- Aim of the task
Copy out exactly the lines from the line containing "For every instance of the man's hand, the" to the end of the listing.

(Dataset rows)

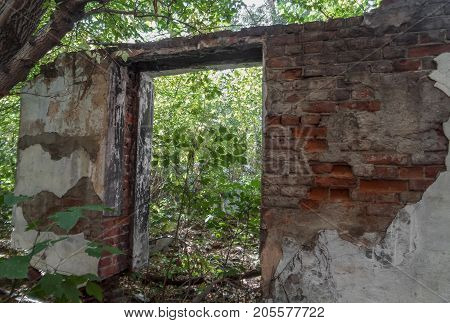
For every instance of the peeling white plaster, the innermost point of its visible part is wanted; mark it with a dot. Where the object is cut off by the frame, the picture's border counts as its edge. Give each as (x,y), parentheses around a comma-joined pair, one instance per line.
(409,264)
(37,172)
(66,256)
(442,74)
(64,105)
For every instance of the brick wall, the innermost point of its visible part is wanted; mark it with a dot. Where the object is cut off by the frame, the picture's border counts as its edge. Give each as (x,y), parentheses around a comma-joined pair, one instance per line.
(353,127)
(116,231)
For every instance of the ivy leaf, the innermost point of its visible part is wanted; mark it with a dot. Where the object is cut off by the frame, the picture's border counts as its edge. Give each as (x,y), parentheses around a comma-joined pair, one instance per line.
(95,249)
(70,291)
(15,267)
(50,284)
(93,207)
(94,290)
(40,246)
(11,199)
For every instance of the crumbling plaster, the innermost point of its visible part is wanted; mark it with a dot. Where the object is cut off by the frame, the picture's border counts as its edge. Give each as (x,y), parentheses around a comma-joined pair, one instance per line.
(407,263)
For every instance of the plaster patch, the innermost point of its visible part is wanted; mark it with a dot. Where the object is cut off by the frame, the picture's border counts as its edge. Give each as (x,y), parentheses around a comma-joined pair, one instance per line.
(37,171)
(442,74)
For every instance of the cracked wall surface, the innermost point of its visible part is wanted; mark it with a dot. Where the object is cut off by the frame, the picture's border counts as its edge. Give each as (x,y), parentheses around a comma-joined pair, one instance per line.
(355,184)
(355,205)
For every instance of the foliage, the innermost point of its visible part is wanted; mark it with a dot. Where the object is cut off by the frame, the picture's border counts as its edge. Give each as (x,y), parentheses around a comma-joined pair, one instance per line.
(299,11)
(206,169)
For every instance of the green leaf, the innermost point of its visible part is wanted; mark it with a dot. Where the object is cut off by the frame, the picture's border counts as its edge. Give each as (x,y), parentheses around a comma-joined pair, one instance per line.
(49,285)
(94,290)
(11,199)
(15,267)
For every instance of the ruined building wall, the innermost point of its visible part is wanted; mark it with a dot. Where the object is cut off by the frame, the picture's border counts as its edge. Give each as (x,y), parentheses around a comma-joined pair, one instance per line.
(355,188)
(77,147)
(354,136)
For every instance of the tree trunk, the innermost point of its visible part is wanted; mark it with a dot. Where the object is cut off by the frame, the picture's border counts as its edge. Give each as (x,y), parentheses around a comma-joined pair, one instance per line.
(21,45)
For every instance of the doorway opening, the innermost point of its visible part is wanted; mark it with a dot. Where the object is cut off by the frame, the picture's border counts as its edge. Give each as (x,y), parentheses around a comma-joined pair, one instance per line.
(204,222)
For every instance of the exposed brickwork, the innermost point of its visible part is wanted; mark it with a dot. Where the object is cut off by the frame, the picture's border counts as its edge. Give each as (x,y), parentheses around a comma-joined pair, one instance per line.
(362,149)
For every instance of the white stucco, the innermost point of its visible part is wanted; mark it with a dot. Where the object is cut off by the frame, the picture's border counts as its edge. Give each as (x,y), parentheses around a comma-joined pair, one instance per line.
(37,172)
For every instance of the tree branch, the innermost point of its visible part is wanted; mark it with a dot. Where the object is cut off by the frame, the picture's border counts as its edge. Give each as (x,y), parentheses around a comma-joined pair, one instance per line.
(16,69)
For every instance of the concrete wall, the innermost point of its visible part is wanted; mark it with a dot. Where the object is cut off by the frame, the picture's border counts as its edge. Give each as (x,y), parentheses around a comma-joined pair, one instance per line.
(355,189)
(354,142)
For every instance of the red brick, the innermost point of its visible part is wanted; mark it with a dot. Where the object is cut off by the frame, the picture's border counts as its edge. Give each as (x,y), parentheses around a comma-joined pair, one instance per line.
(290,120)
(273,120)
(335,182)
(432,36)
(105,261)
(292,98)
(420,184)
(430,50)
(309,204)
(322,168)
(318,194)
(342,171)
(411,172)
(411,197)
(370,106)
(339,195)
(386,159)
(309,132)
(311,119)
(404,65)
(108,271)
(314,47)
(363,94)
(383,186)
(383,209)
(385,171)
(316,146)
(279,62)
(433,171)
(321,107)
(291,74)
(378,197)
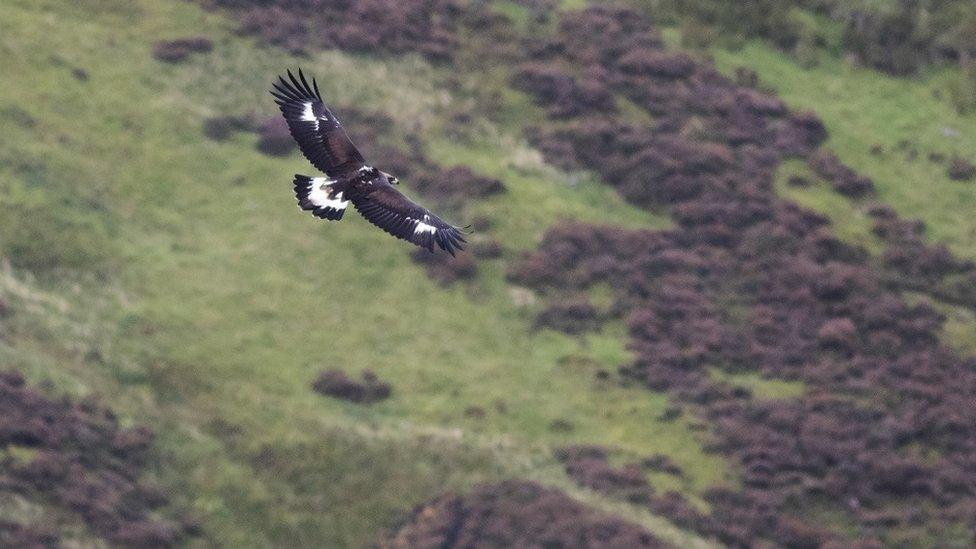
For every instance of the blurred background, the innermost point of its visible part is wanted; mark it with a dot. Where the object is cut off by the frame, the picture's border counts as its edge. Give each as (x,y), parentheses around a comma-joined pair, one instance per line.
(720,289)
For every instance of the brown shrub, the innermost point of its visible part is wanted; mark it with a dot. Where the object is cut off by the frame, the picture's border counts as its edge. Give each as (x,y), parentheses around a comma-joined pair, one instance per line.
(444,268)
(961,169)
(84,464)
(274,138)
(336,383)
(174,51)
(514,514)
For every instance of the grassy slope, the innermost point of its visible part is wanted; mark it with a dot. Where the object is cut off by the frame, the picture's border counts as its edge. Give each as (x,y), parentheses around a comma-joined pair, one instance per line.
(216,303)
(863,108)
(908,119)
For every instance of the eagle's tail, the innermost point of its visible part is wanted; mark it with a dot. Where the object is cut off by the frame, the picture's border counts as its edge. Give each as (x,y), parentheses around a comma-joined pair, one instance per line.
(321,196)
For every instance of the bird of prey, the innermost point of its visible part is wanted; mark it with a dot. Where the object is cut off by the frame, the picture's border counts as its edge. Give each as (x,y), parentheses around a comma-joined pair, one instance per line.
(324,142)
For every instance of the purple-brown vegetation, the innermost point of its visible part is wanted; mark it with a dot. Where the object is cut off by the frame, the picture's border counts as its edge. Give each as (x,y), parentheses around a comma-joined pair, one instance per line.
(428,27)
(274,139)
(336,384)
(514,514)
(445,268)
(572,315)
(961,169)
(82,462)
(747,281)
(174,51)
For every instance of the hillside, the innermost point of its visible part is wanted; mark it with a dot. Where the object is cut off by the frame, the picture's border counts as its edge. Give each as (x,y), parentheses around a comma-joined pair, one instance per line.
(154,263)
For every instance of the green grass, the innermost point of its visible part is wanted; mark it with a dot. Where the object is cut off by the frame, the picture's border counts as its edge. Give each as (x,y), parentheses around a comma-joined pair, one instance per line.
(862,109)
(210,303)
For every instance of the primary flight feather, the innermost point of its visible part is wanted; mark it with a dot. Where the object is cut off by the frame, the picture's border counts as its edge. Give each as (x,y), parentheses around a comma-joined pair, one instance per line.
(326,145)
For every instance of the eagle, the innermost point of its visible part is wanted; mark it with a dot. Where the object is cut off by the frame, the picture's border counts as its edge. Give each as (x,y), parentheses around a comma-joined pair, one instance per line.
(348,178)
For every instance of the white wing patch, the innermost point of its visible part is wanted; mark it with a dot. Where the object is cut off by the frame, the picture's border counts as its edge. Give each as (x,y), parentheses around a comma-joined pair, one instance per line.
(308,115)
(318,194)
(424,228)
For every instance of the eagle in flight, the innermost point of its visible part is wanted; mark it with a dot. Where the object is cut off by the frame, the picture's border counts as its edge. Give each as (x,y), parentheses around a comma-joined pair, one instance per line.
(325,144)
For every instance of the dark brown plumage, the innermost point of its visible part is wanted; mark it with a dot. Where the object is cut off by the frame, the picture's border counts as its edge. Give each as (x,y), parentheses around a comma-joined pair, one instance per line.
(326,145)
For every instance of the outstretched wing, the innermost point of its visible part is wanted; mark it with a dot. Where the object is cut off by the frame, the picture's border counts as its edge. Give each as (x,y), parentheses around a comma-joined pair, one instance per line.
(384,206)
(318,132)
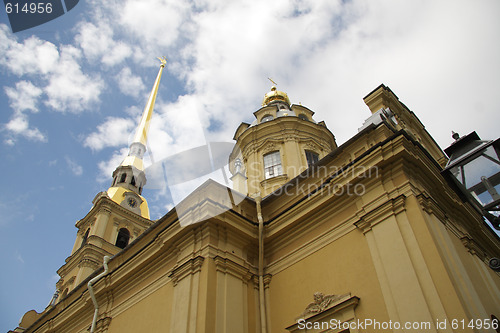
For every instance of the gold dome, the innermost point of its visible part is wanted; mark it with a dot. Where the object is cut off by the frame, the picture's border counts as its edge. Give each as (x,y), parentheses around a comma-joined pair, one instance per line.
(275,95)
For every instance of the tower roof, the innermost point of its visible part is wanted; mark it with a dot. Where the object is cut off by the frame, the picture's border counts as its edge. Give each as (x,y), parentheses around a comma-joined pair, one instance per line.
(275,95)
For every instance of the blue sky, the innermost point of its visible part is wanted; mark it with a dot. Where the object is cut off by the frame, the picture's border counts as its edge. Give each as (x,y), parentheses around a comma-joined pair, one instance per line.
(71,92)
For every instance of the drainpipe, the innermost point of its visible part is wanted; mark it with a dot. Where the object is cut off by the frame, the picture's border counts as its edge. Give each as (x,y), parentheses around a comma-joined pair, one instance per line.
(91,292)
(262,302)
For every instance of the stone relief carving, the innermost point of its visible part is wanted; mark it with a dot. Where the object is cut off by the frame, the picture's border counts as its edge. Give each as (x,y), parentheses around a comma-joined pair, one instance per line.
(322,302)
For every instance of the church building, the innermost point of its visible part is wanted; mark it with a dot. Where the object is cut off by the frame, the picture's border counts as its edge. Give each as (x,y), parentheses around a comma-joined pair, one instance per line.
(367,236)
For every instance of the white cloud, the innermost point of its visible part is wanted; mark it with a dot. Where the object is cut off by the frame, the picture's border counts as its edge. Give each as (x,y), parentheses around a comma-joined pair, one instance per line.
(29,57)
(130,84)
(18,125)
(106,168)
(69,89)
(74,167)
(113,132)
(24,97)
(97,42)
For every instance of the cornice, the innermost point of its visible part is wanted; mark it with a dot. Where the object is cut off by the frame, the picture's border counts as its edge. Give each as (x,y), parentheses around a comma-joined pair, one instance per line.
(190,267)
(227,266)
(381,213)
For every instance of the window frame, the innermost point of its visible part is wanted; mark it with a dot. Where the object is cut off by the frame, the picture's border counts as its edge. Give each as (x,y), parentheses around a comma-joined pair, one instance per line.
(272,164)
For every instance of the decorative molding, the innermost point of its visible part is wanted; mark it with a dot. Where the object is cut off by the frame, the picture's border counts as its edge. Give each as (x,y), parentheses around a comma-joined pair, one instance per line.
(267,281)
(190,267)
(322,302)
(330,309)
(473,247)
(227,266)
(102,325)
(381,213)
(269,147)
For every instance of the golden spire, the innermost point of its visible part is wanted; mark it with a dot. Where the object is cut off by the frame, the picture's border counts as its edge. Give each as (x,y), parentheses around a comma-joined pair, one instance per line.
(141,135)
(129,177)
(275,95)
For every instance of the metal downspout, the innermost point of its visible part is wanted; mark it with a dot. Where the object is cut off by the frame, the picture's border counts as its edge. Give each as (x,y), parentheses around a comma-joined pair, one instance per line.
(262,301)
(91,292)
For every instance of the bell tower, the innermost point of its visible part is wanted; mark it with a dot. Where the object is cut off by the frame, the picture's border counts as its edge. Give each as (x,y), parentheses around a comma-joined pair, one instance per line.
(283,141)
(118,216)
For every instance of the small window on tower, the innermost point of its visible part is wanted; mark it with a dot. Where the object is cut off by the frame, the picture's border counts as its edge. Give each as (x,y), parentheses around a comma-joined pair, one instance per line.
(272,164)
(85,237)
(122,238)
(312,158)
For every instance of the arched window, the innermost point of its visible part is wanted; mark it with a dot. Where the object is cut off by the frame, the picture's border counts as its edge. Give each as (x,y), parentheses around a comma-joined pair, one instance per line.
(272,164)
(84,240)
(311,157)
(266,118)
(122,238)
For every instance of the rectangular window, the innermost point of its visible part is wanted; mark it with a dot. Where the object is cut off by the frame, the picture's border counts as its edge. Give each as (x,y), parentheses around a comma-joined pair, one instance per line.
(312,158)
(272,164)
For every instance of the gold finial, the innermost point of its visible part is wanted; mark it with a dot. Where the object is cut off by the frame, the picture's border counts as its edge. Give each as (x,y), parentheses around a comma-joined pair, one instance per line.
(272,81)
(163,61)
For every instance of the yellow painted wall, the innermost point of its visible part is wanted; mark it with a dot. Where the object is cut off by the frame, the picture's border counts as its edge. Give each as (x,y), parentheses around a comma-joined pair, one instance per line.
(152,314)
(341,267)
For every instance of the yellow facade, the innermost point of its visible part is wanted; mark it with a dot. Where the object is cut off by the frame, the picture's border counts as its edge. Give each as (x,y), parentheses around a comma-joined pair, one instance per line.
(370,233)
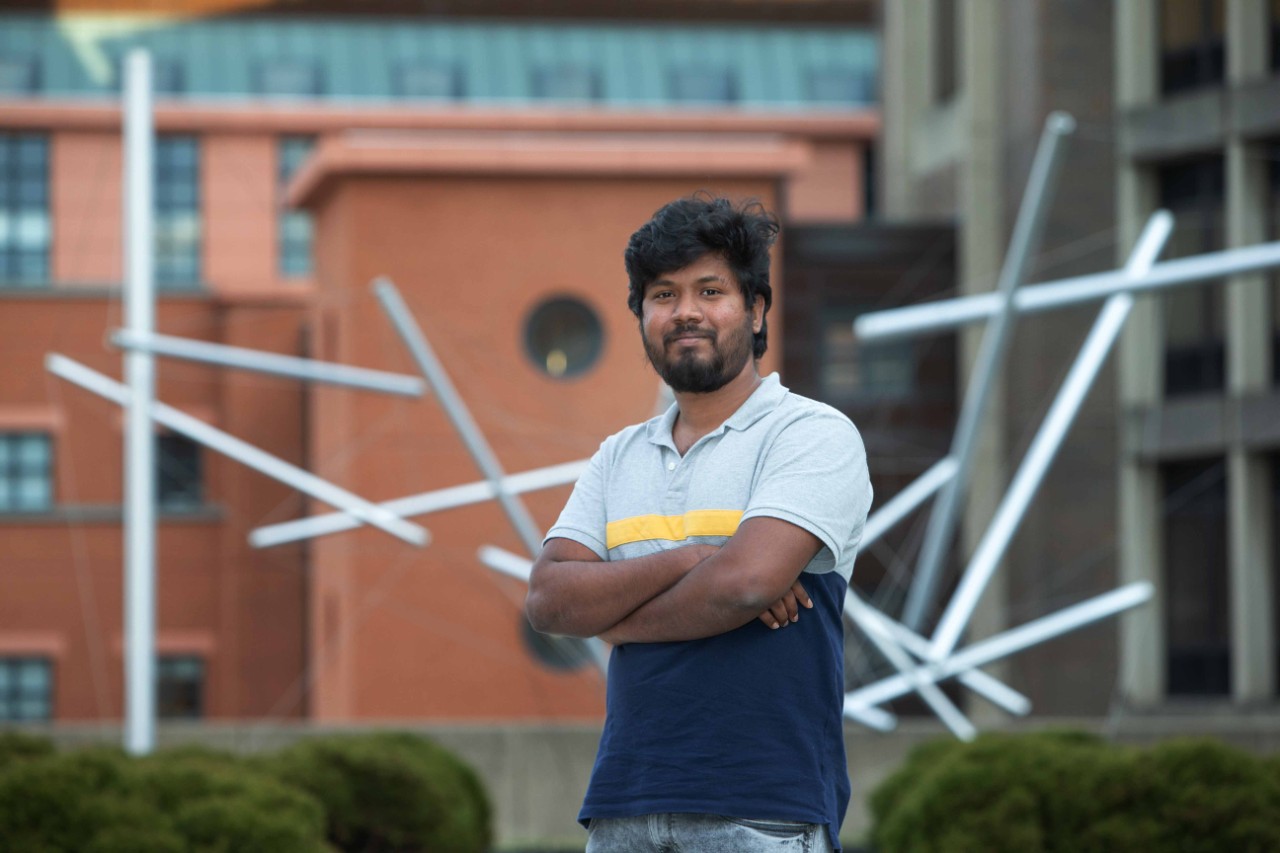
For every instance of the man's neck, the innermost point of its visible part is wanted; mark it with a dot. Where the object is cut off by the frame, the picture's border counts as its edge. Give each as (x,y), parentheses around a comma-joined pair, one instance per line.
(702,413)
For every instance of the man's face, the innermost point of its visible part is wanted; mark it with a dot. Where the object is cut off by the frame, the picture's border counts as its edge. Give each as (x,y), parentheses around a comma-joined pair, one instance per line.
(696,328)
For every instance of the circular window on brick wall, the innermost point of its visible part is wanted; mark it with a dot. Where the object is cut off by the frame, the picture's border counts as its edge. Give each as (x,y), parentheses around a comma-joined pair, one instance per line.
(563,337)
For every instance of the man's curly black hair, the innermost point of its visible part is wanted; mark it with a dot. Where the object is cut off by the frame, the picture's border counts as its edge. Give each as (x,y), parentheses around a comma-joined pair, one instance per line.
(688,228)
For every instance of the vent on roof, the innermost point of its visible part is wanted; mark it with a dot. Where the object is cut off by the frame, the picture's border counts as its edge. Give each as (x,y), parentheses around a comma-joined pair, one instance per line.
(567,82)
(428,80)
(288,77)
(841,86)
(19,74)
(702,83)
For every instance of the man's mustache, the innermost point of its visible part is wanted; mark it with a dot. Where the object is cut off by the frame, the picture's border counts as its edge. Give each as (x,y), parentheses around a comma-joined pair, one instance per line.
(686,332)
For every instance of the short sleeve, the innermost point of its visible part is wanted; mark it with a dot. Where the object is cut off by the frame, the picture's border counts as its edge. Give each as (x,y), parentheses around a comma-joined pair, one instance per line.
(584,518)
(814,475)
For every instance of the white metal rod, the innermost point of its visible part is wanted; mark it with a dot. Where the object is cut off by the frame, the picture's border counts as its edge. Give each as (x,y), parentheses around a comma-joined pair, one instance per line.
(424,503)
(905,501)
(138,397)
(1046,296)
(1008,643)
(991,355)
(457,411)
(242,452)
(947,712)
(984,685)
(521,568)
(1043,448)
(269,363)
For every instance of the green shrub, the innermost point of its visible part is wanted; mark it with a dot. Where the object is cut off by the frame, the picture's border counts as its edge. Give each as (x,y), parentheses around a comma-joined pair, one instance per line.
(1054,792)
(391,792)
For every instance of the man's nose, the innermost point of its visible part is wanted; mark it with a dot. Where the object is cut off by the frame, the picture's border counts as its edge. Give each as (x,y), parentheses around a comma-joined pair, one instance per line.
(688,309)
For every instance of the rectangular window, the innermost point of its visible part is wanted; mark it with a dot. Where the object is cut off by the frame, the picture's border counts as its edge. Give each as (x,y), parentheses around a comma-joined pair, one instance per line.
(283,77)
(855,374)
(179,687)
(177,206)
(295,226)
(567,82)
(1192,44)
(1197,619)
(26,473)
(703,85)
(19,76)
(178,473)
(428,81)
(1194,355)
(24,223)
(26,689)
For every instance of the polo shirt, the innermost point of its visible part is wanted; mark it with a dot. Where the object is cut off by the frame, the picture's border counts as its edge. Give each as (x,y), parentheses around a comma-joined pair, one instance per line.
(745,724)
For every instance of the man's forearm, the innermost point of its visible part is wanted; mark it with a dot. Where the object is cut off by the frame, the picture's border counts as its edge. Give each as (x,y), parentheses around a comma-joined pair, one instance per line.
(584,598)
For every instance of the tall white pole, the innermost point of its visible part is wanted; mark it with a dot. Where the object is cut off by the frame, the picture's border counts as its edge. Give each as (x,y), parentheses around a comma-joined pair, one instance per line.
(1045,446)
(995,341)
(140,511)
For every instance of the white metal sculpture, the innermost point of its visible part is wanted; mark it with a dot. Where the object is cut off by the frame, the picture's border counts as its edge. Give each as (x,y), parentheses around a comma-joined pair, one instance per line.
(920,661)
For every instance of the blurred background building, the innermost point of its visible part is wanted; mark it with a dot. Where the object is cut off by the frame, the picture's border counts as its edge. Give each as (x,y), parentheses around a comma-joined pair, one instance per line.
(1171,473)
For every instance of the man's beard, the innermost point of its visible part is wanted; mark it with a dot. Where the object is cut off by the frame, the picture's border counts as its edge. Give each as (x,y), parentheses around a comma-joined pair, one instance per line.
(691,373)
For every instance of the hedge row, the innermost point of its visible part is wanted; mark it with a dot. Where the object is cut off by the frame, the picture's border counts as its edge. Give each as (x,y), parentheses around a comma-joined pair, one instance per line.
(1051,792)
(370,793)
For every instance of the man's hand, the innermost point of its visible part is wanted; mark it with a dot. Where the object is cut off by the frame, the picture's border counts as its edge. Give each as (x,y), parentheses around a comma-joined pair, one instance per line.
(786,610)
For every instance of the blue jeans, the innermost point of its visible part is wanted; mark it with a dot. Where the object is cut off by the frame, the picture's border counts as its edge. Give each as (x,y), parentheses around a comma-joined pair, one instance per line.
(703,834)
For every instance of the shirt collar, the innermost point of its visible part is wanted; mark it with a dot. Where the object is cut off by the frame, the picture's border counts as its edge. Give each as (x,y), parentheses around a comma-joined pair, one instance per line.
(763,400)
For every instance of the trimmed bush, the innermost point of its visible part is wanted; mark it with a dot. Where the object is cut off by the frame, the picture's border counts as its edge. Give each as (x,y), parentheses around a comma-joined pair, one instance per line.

- Answer to this task
For every instance of the man's hand, the innermost point of its visible part is wanted; mark it with a dot. Where the object is cut off by the frame, the picture's border counts as its edge. Give each as (x,y), parentheses around a comma-joined pair, one instance per line.
(786,610)
For every instance of the blue jeans, the innermost point of its visible part is wanted; mark it with a dot. Where the object is cut off by the frame, the picture's border counts as its edge. Give each as (x,y), parentheses around a comma-joined pair, one instance per line.
(703,834)
For every instance of the shirt collar, the innermost point of its visible part is wanted; mark it with a dot. Where the object is cut off by the frame, the picture's border counts as its edge. Give each as (x,y), parentheses around a comma-joined pair, one instance per line.
(763,400)
For every instance of the trimmed bush, the innermost point of its visible part is wanted; mark it with a dot. Where the object is cut off by the frame, the picture's border counts as its edge. Give each as (x,y), parentheses around a comma-joined pair, one instance per line.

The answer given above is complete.